→ DATA SHOWN:
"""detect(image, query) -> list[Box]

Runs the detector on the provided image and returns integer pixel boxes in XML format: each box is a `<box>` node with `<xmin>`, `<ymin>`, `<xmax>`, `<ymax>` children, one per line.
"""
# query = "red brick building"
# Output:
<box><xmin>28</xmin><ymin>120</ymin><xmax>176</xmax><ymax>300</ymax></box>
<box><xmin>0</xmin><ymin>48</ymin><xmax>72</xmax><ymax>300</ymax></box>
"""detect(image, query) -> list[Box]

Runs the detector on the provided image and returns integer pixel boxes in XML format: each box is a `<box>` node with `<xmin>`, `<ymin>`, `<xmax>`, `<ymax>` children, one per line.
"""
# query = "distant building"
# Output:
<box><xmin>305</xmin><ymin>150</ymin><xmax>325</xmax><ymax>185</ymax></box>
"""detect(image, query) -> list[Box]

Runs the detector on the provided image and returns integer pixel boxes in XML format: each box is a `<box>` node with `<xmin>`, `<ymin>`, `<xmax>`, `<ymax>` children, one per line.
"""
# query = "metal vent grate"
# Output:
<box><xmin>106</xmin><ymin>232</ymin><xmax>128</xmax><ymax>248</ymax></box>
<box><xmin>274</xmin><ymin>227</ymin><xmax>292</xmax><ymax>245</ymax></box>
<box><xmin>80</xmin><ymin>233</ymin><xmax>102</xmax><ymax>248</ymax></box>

→ STATED PROBLEM:
Write out all of the records above again, requests included, and add 65 to each box coordinate in the answers.

→ WRITTEN RESPONSE:
"""detect(image, query) -> list[Box]

Runs the detector on the provided image and returns integer pixel boxes in XML format: each box is a `<box>` node with `<xmin>`, `<ymin>`, `<xmax>`, `<ymax>` children, one per line.
"""
# query = "red brick building"
# Output:
<box><xmin>93</xmin><ymin>185</ymin><xmax>241</xmax><ymax>365</ymax></box>
<box><xmin>65</xmin><ymin>113</ymin><xmax>137</xmax><ymax>365</ymax></box>
"""detect(image, query) -> list[Box]

Runs the detector on the provided image and returns integer pixel boxes in XML format: each box is a `<box>` node with `<xmin>`, `<ymin>`, `<xmax>`, `<ymax>` children, one per line.
"""
# query = "distant building"
# Output:
<box><xmin>370</xmin><ymin>215</ymin><xmax>390</xmax><ymax>250</ymax></box>
"""detect(image, query) -> list[Box]

Runs the detector on the provided image and returns integer pixel boxes in XML format: each box is a `<box>` node with `<xmin>`, `<ymin>`, `<xmax>`, `<ymax>` children, one per line.
"""
# query = "metal vent grate"
# Output:
<box><xmin>171</xmin><ymin>297</ymin><xmax>193</xmax><ymax>313</ymax></box>
<box><xmin>339</xmin><ymin>292</ymin><xmax>357</xmax><ymax>310</ymax></box>
<box><xmin>145</xmin><ymin>298</ymin><xmax>167</xmax><ymax>313</ymax></box>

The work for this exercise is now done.